## Complete the following
[a] Retype the passage on the Alabama IVF ruling from "The broader context" to "back into effect.".
[b] Extend the passage on the Alabama IVF ruling, picking up after its final sentence.

## Document passage

A few days later Parker told an interviewer he was in support of the so-called Seven Mountains Mandate that asserts Christian dominance over the breadth of society.
“God created government, and the fact that we have let it go into the possession of others, it’s heartbreaking,” Parker said.
“The problem with Christian nationalism isn’t with Christian participation in politics but rather the belief that there should be Christian primacy in politics and law. It can manifest itself through ideology, identity and emotion. And if it were to take hold, it would both upend our Constitution and fracture our society.”—David French
It doesn’t take a constitutional scholar to see the collision between Parker’s views and the establishment clause of the First Amendment: “Congress shall make no law respecting an establishment of religion, or prohibiting the free exercise thereof..”
In real-life, the consequences of Parker’s religion-derived view—and that of his colleagues on the Alabama supreme court—drew a backlash that extends well beyond the state and across a nation where more than 8 million people already owe their lives to IVF procedures.
The broader context is that the Alabama law in which the new ruling is rooted couldn’t be invoked while the U.S. Supreme Court’s decision in Roe v. Wade (1973) was in effect. When the court overturned Roe with the Dobbs v. Jackson Women’s Health Organization decision in 2022, Alabama is one of thirteen states (including Idaho) whose pre-Roe abortion bans sprung back into effect.

## Data provided
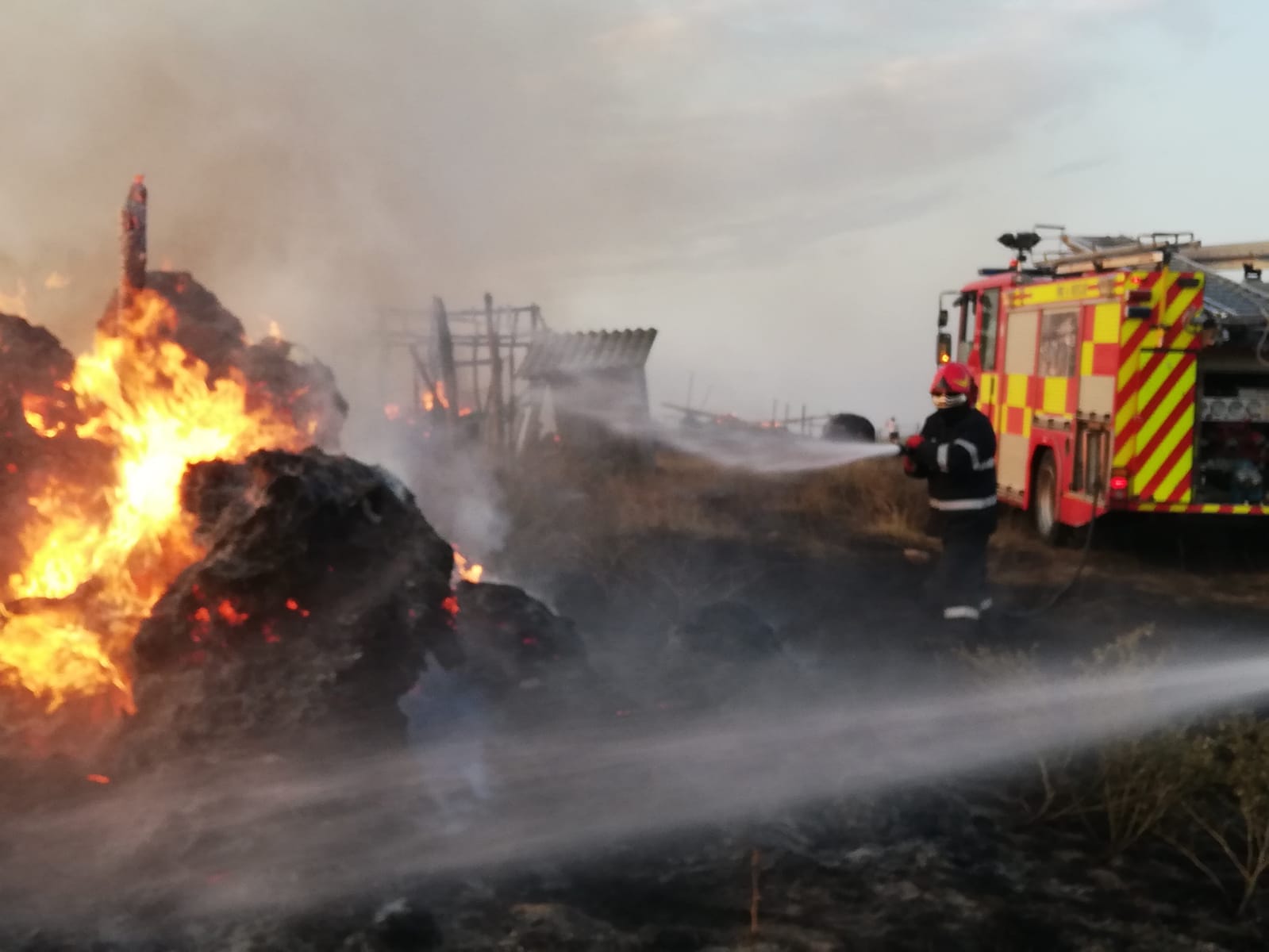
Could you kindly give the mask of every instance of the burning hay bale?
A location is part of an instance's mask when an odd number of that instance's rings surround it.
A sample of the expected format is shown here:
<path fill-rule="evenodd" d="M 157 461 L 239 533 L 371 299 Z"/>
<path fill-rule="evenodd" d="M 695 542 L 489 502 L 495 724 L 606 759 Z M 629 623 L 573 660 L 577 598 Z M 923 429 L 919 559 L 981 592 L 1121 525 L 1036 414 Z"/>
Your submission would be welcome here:
<path fill-rule="evenodd" d="M 247 344 L 242 321 L 189 272 L 150 272 L 146 288 L 166 302 L 171 314 L 170 320 L 159 321 L 154 327 L 156 340 L 171 340 L 189 357 L 207 364 L 209 383 L 241 374 L 255 402 L 287 407 L 296 428 L 311 437 L 313 446 L 327 451 L 339 448 L 348 401 L 326 364 L 297 362 L 294 345 L 280 338 Z M 118 336 L 127 331 L 122 326 L 127 321 L 128 312 L 121 316 L 117 301 L 112 301 L 98 331 Z"/>
<path fill-rule="evenodd" d="M 404 736 L 396 702 L 425 654 L 461 660 L 453 551 L 414 498 L 316 449 L 197 465 L 184 496 L 209 547 L 133 642 L 128 764 L 345 730 Z"/>
<path fill-rule="evenodd" d="M 514 585 L 461 581 L 457 635 L 464 668 L 495 693 L 586 668 L 576 626 Z"/>
<path fill-rule="evenodd" d="M 0 527 L 15 542 L 0 555 L 0 753 L 82 754 L 80 729 L 99 739 L 135 710 L 132 638 L 204 555 L 181 512 L 189 463 L 334 447 L 346 414 L 326 367 L 247 344 L 189 274 L 151 273 L 124 300 L 79 358 L 0 316 Z"/>

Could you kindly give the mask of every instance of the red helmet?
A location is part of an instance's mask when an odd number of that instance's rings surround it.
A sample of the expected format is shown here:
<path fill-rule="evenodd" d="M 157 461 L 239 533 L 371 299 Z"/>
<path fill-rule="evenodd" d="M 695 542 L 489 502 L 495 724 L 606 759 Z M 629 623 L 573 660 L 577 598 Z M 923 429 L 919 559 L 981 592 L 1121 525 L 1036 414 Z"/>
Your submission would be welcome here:
<path fill-rule="evenodd" d="M 973 371 L 963 363 L 943 364 L 934 372 L 930 396 L 940 410 L 972 404 L 978 396 L 978 383 L 973 378 Z"/>

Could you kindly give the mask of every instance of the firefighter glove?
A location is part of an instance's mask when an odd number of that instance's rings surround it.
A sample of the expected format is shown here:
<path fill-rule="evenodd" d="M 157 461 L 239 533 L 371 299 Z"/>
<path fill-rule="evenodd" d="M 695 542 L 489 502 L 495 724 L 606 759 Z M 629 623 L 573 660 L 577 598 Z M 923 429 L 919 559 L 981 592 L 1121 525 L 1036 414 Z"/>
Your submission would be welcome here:
<path fill-rule="evenodd" d="M 921 437 L 919 433 L 914 433 L 904 442 L 904 446 L 898 448 L 900 456 L 904 457 L 904 470 L 905 472 L 907 472 L 909 476 L 916 475 L 917 471 L 916 451 L 920 449 L 924 443 L 925 438 Z"/>

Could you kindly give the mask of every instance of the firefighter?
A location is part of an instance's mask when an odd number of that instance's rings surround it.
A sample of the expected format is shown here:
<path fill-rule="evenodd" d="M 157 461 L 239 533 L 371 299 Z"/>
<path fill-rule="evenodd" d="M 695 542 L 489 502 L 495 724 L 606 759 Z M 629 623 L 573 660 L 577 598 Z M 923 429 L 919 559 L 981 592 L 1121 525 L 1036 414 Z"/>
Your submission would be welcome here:
<path fill-rule="evenodd" d="M 907 438 L 904 470 L 929 481 L 930 534 L 942 537 L 937 581 L 943 618 L 957 627 L 991 608 L 987 539 L 996 531 L 996 433 L 975 404 L 978 386 L 962 363 L 939 368 L 930 383 L 935 410 Z"/>

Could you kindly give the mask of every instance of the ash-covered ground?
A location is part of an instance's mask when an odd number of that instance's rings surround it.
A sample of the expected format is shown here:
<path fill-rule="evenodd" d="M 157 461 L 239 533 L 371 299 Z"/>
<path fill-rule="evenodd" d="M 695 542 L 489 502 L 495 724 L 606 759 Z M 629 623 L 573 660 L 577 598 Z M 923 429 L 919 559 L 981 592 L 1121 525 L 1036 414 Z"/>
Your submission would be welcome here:
<path fill-rule="evenodd" d="M 1169 850 L 1108 857 L 1081 823 L 1022 821 L 1013 768 L 959 772 L 999 718 L 895 731 L 931 701 L 952 716 L 966 687 L 935 663 L 950 645 L 914 597 L 925 571 L 897 547 L 824 559 L 657 533 L 536 588 L 574 617 L 459 584 L 463 655 L 405 692 L 400 739 L 251 720 L 212 743 L 203 725 L 189 757 L 10 812 L 6 947 L 1263 947 L 1263 906 L 1236 915 Z M 1148 611 L 1118 594 L 986 637 Z M 264 654 L 232 665 L 221 702 L 339 682 Z M 198 682 L 176 682 L 178 720 L 220 716 Z"/>
<path fill-rule="evenodd" d="M 1195 853 L 1209 876 L 1155 835 L 1171 828 L 1109 843 L 1091 809 L 1034 802 L 1037 751 L 1254 698 L 1258 604 L 1112 574 L 1123 556 L 1099 548 L 1067 599 L 1023 617 L 1080 553 L 1006 545 L 977 647 L 1034 645 L 1053 666 L 985 685 L 924 604 L 910 542 L 834 524 L 835 545 L 810 545 L 805 506 L 789 520 L 722 475 L 709 504 L 744 531 L 716 531 L 657 509 L 674 473 L 534 489 L 533 459 L 501 484 L 482 470 L 509 536 L 486 581 L 456 581 L 435 527 L 471 512 L 456 491 L 483 459 L 437 442 L 393 475 L 340 454 L 325 368 L 246 345 L 188 275 L 154 281 L 176 343 L 315 446 L 185 471 L 203 555 L 131 642 L 136 715 L 91 749 L 6 757 L 4 948 L 1263 947 L 1260 892 L 1240 909 L 1220 857 Z M 72 429 L 70 355 L 24 321 L 0 336 L 19 479 L 91 481 L 108 458 L 19 423 L 37 393 Z M 613 512 L 643 524 L 604 536 Z M 1145 699 L 1131 678 L 1061 673 L 1150 622 L 1192 654 Z"/>

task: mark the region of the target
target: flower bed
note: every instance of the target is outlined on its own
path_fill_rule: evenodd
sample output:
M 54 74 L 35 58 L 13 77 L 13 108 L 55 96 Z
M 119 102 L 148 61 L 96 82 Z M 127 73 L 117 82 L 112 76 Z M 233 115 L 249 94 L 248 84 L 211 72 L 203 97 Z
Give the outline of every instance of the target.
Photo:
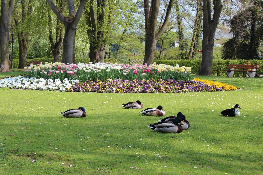
M 169 79 L 123 80 L 108 79 L 103 82 L 90 80 L 79 82 L 68 88 L 68 92 L 119 93 L 173 93 L 224 91 L 222 87 L 205 84 L 200 81 L 182 81 Z
M 27 77 L 53 80 L 59 79 L 61 81 L 67 78 L 82 82 L 90 79 L 94 81 L 97 79 L 105 81 L 109 78 L 130 80 L 151 79 L 157 80 L 160 78 L 185 81 L 192 79 L 191 68 L 179 67 L 178 65 L 173 66 L 152 64 L 148 66 L 146 65 L 131 65 L 110 62 L 68 65 L 57 62 L 45 63 L 32 66 Z
M 203 82 L 206 84 L 208 85 L 215 85 L 217 88 L 222 87 L 224 90 L 225 91 L 231 91 L 231 90 L 236 90 L 237 89 L 236 87 L 235 86 L 229 84 L 226 84 L 222 83 L 220 83 L 216 81 L 210 81 L 206 79 L 201 79 L 199 78 L 194 78 L 193 80 L 195 81 L 201 81 Z
M 64 91 L 79 81 L 77 80 L 69 80 L 65 78 L 62 82 L 59 79 L 54 81 L 51 79 L 45 80 L 19 76 L 0 79 L 0 87 Z

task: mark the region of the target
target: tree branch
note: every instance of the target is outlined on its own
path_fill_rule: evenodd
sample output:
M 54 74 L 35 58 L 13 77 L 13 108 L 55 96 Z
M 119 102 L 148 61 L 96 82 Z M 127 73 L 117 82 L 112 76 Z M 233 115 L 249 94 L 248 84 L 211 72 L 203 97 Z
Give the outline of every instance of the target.
M 50 7 L 50 8 L 57 15 L 58 18 L 60 19 L 63 24 L 65 24 L 65 19 L 64 19 L 64 15 L 56 6 L 52 0 L 47 0 L 47 1 L 48 3 L 48 5 Z
M 84 9 L 85 8 L 85 4 L 87 2 L 87 0 L 80 0 L 79 8 L 77 11 L 77 13 L 76 14 L 72 22 L 72 26 L 74 27 L 77 27 L 77 25 L 79 21 L 82 13 L 83 12 L 83 10 L 84 10 Z
M 76 10 L 75 8 L 75 6 L 74 5 L 74 3 L 72 0 L 67 0 L 67 3 L 68 4 L 68 13 L 75 17 L 76 14 Z M 81 1 L 80 3 L 81 3 Z M 80 4 L 79 4 L 80 6 Z
M 9 1 L 9 6 L 8 8 L 9 12 L 8 15 L 9 17 L 9 26 L 10 26 L 12 21 L 12 19 L 13 17 L 13 14 L 14 13 L 14 7 L 15 0 L 10 0 Z
M 159 31 L 157 32 L 157 38 L 163 32 L 167 24 L 168 24 L 168 23 L 169 22 L 169 17 L 170 15 L 170 13 L 171 13 L 171 9 L 172 6 L 173 2 L 174 0 L 170 0 L 169 1 L 169 4 L 168 4 L 168 7 L 167 7 L 167 11 L 166 11 L 166 14 L 165 14 L 165 18 L 164 18 L 164 23 L 163 23 L 162 26 L 159 29 Z

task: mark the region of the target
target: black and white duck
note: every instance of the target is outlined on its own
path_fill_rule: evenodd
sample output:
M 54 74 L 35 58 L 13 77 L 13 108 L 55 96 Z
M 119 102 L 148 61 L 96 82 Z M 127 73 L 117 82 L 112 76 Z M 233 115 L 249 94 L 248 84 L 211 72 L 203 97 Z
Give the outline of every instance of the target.
M 163 119 L 160 119 L 160 120 L 157 120 L 159 121 L 172 121 L 176 117 L 179 117 L 182 120 L 182 122 L 185 124 L 184 125 L 182 125 L 183 129 L 187 129 L 190 127 L 190 124 L 189 121 L 185 118 L 185 116 L 181 112 L 179 112 L 177 113 L 176 116 L 170 116 Z
M 143 105 L 139 100 L 129 102 L 126 104 L 123 103 L 122 106 L 127 109 L 142 109 L 143 108 Z
M 160 121 L 157 123 L 150 124 L 148 127 L 155 131 L 161 132 L 180 133 L 183 131 L 183 128 L 180 124 L 184 124 L 179 117 L 176 117 L 173 121 Z
M 140 112 L 144 115 L 151 116 L 164 116 L 165 115 L 164 110 L 160 105 L 157 108 L 147 108 Z
M 242 109 L 240 108 L 239 105 L 237 104 L 235 105 L 234 108 L 224 110 L 222 111 L 220 113 L 223 115 L 228 117 L 238 117 L 240 115 L 240 112 L 237 109 L 238 108 Z
M 78 109 L 69 109 L 65 112 L 62 112 L 60 115 L 65 117 L 71 118 L 79 118 L 86 117 L 86 110 L 82 107 L 79 108 Z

## Per-task answers
[a]
The broader context is that the Alabama law in which the new ruling is rooted couldn’t be invoked while the U.S. Supreme Court’s decision in Roe v. Wade (1973) was in effect. When the court overturned Roe with the Dobbs v. Jackson Women’s Health Organization decision in 2022, Alabama is one of thirteen states (including Idaho) whose pre-Roe abortion bans sprung back into effect.

[b]
The backlash to the Alabama supreme court’s ruling in LePage will almost certainly reinforce the unpopularity of the Dobbs decision with its predictably horrifying effects in states like Texas. In December the Texas attorney general, Ken Paxton, threatened to criminally prosecute physicians if they became involved in trying to assist Kate Cox, a Texas woman who faced serious health consequences in carrying a non-viable pregnancy. She ultimately had to travel to New Mexico to have her pregnancy aborted.
It’s hard to miss the performative cruelty of the Kate Cox case and how it epitomizes the cultural “retribution” Trump promised when he launched his campaign to reclaim the Presidency at a rally in Waco, Texas. “I am your warrior, I am your justice,” he pledged.
The irony, of course, is that Trump is not a church-goer himself, except when a church is a useful photo-prop to show his solidarity with Christian evangelicals and stoke their grievances with secular democracy. He openly reminds them, and us, that it is he who deserves credit for the repeal of Roe v. Wade because he was willing to stack the U.S. Supreme Court with justices hostile to abortion rights.
The subtext of this is hard to ignore: a movement of fundamentalist Christians, stoked on grievance, not out to win hearts and minds but to impose its will by seizing control of government and the courts. It is a minority movement, but one that may complete its ascent by the ways in which it has already altered the American political terrain through idolatry (Trump) gerrymandering, voter suppression, and purposeful disinformation.
If Christ were amongst us today, he would preach against it.